__Written problem__:
Copy the following records word for word, starting at the line that contains "the wooden door" and ending after the line that contains "x=55, y=164".

---*---

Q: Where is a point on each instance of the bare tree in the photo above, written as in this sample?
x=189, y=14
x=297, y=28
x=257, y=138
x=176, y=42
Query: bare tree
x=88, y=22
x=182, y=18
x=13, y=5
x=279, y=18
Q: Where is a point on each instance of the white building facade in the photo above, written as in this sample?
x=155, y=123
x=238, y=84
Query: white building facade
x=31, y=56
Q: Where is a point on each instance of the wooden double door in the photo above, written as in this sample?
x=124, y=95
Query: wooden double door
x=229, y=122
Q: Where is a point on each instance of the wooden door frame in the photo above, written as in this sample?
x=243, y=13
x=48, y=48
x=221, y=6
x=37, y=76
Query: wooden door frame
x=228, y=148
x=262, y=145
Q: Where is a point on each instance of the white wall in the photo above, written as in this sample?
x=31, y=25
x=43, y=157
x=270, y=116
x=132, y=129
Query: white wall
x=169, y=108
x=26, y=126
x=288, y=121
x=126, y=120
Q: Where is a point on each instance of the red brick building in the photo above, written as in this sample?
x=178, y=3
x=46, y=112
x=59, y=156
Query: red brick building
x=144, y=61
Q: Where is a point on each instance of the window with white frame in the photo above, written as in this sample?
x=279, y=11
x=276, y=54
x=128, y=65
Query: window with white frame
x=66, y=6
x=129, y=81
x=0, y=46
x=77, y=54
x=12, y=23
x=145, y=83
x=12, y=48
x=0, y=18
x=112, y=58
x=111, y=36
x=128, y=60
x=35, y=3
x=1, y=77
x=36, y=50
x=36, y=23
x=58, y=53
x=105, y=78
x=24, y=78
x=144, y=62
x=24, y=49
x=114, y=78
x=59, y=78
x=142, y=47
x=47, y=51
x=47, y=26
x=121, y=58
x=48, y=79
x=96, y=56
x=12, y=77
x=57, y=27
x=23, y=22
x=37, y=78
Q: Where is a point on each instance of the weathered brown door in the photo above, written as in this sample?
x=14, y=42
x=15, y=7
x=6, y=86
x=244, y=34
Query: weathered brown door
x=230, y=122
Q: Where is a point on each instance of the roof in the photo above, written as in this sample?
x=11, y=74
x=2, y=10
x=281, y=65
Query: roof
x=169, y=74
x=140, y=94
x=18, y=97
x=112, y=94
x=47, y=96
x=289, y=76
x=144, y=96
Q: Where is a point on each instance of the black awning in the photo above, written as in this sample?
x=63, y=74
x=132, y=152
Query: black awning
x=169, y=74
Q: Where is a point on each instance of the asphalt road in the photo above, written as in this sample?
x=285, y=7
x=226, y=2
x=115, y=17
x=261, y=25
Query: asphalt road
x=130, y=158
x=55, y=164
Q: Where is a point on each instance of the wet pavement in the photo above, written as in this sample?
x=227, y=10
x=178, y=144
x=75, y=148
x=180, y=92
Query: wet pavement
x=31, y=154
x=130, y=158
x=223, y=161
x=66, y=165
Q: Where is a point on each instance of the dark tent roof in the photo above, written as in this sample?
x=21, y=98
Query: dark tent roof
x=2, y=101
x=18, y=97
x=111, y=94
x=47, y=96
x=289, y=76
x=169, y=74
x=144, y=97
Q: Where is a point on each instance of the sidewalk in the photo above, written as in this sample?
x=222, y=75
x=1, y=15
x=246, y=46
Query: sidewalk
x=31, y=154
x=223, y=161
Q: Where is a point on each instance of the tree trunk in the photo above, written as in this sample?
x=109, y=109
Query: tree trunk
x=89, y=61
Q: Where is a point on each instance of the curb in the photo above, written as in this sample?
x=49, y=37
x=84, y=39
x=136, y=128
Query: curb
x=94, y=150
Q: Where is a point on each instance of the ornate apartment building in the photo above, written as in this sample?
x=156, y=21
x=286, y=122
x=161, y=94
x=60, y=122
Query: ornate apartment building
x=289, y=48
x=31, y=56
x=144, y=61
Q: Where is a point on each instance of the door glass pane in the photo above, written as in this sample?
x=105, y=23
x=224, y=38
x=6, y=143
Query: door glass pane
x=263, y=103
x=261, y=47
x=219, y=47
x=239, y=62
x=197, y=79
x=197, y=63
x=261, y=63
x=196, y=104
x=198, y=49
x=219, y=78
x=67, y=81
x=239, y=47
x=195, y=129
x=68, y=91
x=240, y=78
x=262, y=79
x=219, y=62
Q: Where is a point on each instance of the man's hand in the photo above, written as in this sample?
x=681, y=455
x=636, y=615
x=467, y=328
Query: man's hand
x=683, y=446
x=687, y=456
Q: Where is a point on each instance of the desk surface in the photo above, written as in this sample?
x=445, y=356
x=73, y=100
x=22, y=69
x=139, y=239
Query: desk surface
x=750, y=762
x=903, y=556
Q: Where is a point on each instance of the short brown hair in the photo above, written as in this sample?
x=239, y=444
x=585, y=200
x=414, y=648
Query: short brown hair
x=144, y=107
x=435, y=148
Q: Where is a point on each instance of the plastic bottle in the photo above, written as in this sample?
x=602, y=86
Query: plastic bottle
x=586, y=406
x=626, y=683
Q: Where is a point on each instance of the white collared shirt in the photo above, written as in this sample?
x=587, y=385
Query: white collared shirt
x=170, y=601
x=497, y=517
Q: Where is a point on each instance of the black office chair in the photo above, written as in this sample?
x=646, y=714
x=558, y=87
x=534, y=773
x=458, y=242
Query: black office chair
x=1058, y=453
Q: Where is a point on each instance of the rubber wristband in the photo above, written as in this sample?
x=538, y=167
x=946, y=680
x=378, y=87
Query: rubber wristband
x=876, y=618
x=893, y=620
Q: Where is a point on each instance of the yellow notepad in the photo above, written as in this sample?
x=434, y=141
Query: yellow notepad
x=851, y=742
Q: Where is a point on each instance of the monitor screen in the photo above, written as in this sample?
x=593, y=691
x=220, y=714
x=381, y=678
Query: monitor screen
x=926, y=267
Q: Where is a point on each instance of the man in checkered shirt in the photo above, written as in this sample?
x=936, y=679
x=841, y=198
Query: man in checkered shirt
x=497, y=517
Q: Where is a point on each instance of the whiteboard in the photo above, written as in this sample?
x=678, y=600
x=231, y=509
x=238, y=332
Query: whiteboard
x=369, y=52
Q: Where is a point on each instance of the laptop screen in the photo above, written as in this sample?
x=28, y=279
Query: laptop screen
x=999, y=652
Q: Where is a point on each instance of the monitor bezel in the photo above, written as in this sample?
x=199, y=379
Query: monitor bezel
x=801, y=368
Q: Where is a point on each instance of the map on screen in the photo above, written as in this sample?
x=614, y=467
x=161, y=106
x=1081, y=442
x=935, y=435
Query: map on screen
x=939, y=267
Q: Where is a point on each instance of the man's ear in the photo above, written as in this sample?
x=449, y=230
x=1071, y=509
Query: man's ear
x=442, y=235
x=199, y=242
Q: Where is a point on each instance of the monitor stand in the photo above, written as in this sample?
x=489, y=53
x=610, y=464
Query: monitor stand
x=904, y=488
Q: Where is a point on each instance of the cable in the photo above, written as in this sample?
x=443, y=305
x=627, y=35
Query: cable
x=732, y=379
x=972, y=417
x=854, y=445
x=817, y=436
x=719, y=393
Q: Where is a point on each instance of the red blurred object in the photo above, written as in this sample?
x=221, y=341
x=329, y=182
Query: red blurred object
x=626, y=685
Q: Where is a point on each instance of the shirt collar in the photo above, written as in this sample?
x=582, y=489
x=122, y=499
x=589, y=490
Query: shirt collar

---*---

__Output of the task__:
Q: Where is a point on each instance of the wooden door frame in the photo above, written as in this sample?
x=243, y=13
x=48, y=48
x=221, y=6
x=37, y=76
Query: wooden door frame
x=228, y=148
x=262, y=145
Q: Where is a point on each instance of the white wall in the photo above, written as in this sample?
x=31, y=25
x=43, y=157
x=270, y=116
x=132, y=129
Query: white wall
x=169, y=108
x=26, y=126
x=288, y=121
x=126, y=120
Q: Where is a point on each instance of the red brick building in the photo above, written as in this sample?
x=178, y=3
x=46, y=112
x=59, y=156
Query: red brick building
x=144, y=61
Q: Where is a point on each instance of the window with white frame in the photo above, written as in this sample?
x=279, y=11
x=276, y=54
x=128, y=65
Query: window with white frame
x=66, y=6
x=129, y=81
x=0, y=46
x=77, y=54
x=12, y=23
x=145, y=83
x=12, y=48
x=0, y=18
x=112, y=58
x=111, y=36
x=128, y=60
x=35, y=3
x=1, y=77
x=36, y=50
x=36, y=23
x=58, y=53
x=105, y=78
x=24, y=78
x=144, y=62
x=24, y=49
x=114, y=78
x=59, y=78
x=142, y=47
x=47, y=51
x=47, y=26
x=121, y=58
x=48, y=79
x=96, y=56
x=12, y=77
x=57, y=27
x=23, y=22
x=37, y=78
Q: Where is a point on each instance of the weathered brown door in the photo above, written as in this sample?
x=14, y=42
x=15, y=7
x=6, y=86
x=244, y=34
Query: weathered brown door
x=230, y=122
Q: Where is a point on each instance of the roof in the photo above, written as in this sample?
x=11, y=74
x=2, y=10
x=281, y=65
Query: roof
x=169, y=74
x=140, y=94
x=18, y=97
x=112, y=94
x=47, y=96
x=289, y=76
x=144, y=96
Q: Where is a point on each instance of the black awning in the photo above, written as in this sample?
x=63, y=74
x=132, y=152
Query: black awning
x=169, y=74
Q: Where is a point on each instance of the asphalt road in the photo above, written as in this sample?
x=285, y=7
x=226, y=2
x=115, y=17
x=261, y=25
Query: asphalt road
x=130, y=158
x=55, y=164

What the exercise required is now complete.